# Extracted information:
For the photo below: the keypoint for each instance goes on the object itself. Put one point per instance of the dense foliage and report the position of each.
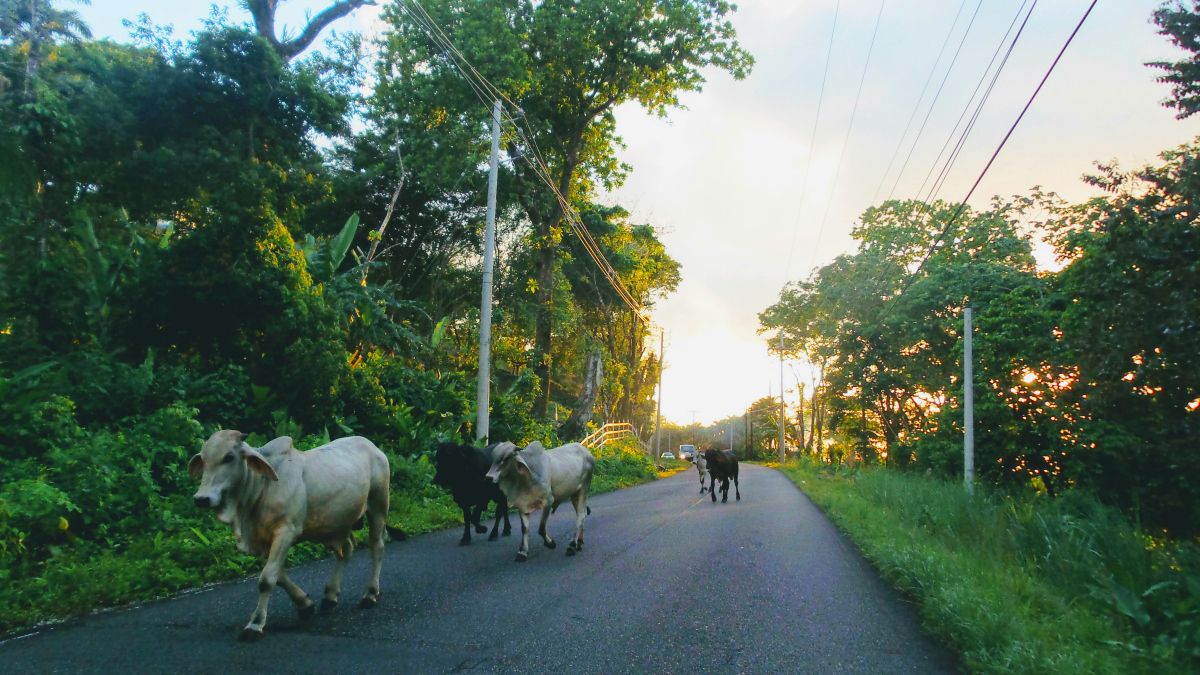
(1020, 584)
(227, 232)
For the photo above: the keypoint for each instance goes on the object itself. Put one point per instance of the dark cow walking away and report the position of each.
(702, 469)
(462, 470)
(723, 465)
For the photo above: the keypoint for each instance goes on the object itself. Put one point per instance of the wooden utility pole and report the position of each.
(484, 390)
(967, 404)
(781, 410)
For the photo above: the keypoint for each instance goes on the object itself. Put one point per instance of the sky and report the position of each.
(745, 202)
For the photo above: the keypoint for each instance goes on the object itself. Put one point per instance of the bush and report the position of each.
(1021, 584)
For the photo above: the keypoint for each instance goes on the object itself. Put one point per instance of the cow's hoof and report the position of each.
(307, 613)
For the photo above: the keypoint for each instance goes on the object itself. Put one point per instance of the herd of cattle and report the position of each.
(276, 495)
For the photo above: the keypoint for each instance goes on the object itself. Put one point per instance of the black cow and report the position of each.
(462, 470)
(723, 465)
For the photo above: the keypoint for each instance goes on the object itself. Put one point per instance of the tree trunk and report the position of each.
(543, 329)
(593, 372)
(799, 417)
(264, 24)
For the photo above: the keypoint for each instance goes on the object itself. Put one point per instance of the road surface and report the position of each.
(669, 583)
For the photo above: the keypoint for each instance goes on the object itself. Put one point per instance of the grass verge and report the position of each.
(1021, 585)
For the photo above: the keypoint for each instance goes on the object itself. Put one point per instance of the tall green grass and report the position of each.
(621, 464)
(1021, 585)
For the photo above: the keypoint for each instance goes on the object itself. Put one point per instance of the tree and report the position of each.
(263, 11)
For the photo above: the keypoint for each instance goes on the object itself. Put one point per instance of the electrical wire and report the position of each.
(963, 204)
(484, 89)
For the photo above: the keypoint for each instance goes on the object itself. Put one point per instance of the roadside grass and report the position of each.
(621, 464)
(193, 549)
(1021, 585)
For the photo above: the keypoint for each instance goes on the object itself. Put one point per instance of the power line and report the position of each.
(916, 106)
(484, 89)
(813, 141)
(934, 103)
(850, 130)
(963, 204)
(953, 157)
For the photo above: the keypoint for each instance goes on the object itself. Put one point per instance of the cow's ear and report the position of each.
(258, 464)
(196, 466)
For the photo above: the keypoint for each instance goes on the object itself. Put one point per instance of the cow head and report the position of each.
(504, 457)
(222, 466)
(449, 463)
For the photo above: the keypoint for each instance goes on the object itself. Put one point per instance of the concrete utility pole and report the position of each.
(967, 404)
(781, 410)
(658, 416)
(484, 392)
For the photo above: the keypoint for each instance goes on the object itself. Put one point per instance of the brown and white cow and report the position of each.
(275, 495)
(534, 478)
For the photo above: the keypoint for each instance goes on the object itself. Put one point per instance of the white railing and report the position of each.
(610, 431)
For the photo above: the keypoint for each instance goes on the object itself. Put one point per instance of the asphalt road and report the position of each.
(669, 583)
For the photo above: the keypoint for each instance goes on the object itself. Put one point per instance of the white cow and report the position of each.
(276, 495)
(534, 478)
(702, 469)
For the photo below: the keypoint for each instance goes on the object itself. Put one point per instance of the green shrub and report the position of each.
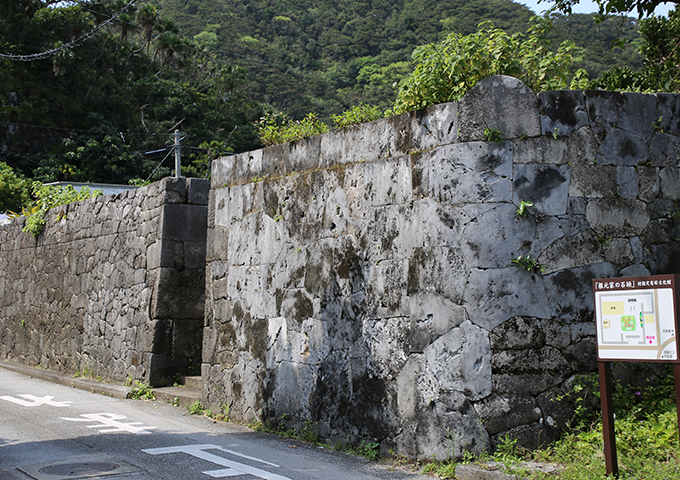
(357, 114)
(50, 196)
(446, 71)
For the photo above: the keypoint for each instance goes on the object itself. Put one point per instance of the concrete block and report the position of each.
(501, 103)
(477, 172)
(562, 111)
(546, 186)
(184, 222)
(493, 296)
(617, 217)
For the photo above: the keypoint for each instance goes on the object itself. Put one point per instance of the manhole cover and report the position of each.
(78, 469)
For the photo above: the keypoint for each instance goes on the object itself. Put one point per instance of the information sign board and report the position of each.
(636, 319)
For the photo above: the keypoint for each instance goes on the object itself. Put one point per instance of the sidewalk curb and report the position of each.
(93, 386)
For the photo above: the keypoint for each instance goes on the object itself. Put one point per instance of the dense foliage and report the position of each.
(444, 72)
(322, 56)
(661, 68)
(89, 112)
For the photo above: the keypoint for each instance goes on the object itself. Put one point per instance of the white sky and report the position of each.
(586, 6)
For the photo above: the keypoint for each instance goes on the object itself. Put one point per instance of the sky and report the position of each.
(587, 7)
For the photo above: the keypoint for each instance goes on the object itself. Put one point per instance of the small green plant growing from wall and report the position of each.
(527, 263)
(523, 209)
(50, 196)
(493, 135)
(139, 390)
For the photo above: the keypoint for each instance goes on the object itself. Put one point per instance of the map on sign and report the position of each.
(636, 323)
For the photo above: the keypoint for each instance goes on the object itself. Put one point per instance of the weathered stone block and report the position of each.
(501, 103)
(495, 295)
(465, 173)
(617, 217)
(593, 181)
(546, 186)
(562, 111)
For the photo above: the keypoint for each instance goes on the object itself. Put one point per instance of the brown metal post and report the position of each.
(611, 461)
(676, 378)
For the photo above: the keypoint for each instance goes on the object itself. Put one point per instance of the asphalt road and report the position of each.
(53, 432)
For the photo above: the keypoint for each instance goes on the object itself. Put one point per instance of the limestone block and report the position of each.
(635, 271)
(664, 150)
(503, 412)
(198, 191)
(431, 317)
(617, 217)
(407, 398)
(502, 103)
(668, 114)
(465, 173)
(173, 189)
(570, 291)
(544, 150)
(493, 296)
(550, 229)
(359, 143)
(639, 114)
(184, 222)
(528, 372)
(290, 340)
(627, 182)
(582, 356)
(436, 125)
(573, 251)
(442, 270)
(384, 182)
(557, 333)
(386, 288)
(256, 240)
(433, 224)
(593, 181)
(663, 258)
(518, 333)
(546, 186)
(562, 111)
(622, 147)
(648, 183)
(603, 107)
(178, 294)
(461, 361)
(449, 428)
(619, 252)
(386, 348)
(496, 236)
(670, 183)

# What is needed:
Reproduce all of the lines above with "keypoint" changed to "marker point" wherever it occurs and everything else kept the same. Omit the pictures.

# Finished task:
For the photo below: the marker point for each instance goes on the object itself. Put one point per instance of the dense foliage and report the position of each.
(1020, 584)
(227, 232)
For the photo above: the marker point for each instance goes on the object itself. Put one point per instance of the dark cow walking away and report the position of each.
(702, 469)
(462, 470)
(723, 465)
For the photo above: the marker point for each instance goes on the object itself. Put one point per instance of the wooden utility pole and report the position of each.
(484, 390)
(967, 404)
(781, 410)
For the photo above: the marker point for each instance goes on the object itself. Put one point per instance of the sky and report the position of each.
(745, 202)
For the photo above: the marker point for each instance goes on the object itself. Put one point per instance of the bush and report the position of each.
(1021, 584)
For the photo above: the marker point for each instance goes on the object itself. Put one point per instance of the cow's hoof and report the position of each.
(307, 613)
For the photo above: the marker point for each instance goes on the object itself. Put one point per instance of the herd of cattle and report the position of each.
(276, 495)
For the photo above: the marker point for each instance goes on the object itself. Put one point per instance of the black cow and report the position of each.
(462, 470)
(723, 465)
For the photo above: the marker point for each instance goes on the object itself. Put one point per instance of the tree trunk and report the position of each.
(543, 329)
(593, 372)
(799, 417)
(264, 24)
For the photo above: the marker point for each instance goes on the object itself. Put one point per instance of the road surface and report the position of each.
(669, 583)
For the photo above: the marker point for each instance goes on the object itself. Put one point per instance of the grass verge and report the position of each.
(1021, 585)
For the photo above: the marker point for each instance goes on the object itself. Put one point per instance of the tall green grass and report the position of each.
(621, 464)
(1021, 585)
For the photo above: the marker point for each instance goes on the object itself. Put one point per instance of the tree and report the position of each.
(263, 11)
For the photo above: the marker point for each instance goes on the object itself. Put one point per instance of the electrical wire and report the position of each.
(963, 204)
(484, 89)
For the photo above: the marker point for each instance goes on the object itself. Put one point per instance of the roadside grass and report the position of each.
(621, 464)
(193, 549)
(1021, 585)
For the photo above: the marker point for each instance goes on the object itself. Put one point per instance of the power line and report the position of each.
(916, 106)
(484, 89)
(813, 141)
(934, 103)
(850, 130)
(963, 204)
(953, 157)
For the photo above: the marker point for each instance goes on the object itself. Put one point per instance of the cow's ear and report the position of each.
(258, 464)
(196, 466)
For the photo above: the marker point for each instance goes on the object itself. Put one point per instance of the cow head and report the position of each.
(504, 457)
(222, 466)
(449, 463)
For the photo above: the marker point for each instance goes on the object itself. Put one point per instance of the concrete utility pole and report the position of each.
(967, 404)
(781, 410)
(658, 416)
(484, 392)
For the photo above: the marker point for each instance goes on the object itself. Put one point per instance of the brown and white cow and report the position of each.
(275, 495)
(534, 478)
For the photo above: the marker point for each instance goes on the object itself. Put one point per instance of the white railing and report the position of each.
(610, 431)
For the photo above: the marker point for each instance goes on the object itself. Put one point per instance of the asphalt road and report the position of each.
(669, 583)
For the photo above: the marker point for each instance goes on the object itself. Put one point per instance of the white cow and report the position of each.
(276, 495)
(534, 478)
(702, 469)
For the photo below: the marker point for each instance goes on the object itself. Put one point per instance of the green shrub and report the position of each.
(357, 114)
(50, 196)
(446, 71)
For the photo above: the marker point for each instance goes on the object itself. Put one point per instance of the concrete block and report the position of each.
(501, 103)
(477, 172)
(562, 111)
(546, 186)
(184, 222)
(493, 296)
(617, 217)
For the photo above: the marker point for each instance goes on the object itself. Put one point per instance of the manhole cover and report the position of each.
(78, 469)
For the photo above: the marker point for each instance goes on the object itself. Put one point per instance of the information sign board and report the position of each.
(636, 319)
For the photo above: the marker point for each instance goes on the object itself. Put one point per instance of the sidewalk curb and report the position of each.
(93, 386)
For the photo above: the marker point for each instance goes on the object itself. Put one point per instance of the dense foliage and report the position of each.
(444, 72)
(322, 56)
(661, 68)
(89, 112)
For the photo above: the marker point for each instance goes on the object itself. Put one point per instance of the white sky and report the position of each.
(586, 6)
For the photo above: the marker point for each instance goes on the object itself. Put one point per instance of the sky and report the position of each.
(587, 7)
For the photo above: the marker point for each instance goes on the object itself. Put one point per instance of the small green plant growing from wall and report the position of each.
(527, 263)
(523, 209)
(50, 196)
(493, 135)
(139, 390)
For the photo above: the marker point for each instance goes on the object itself. Put one point per instance of the map on sign and report the position of each.
(636, 323)
For the photo above: the marker point for each instance goes on the object itself. Put one point per instance of the weathered stone block and report the position of each.
(501, 103)
(495, 295)
(465, 173)
(617, 217)
(593, 181)
(546, 186)
(562, 111)
For the photo above: the marker point for each instance goes on the object itself. Put one point per instance of the brown metal post and report the position of each.
(611, 461)
(676, 378)
For the photo above: the marker point for each instance goes on the object itself. Put one point per instance of the asphalt road and report the position of each.
(53, 432)
For the photo above: the marker point for each instance goes on the object itself. Put one point per instance of the limestone block and report the position of each.
(635, 271)
(664, 150)
(503, 412)
(198, 191)
(431, 317)
(617, 217)
(407, 398)
(502, 103)
(668, 114)
(465, 173)
(173, 189)
(570, 291)
(544, 150)
(493, 296)
(550, 229)
(359, 143)
(639, 114)
(184, 222)
(528, 372)
(290, 340)
(627, 182)
(582, 356)
(436, 125)
(573, 251)
(442, 270)
(384, 182)
(557, 333)
(386, 288)
(256, 240)
(433, 224)
(593, 181)
(663, 258)
(518, 333)
(546, 186)
(562, 111)
(622, 147)
(648, 183)
(603, 107)
(178, 294)
(461, 361)
(449, 428)
(619, 252)
(386, 348)
(496, 236)
(670, 183)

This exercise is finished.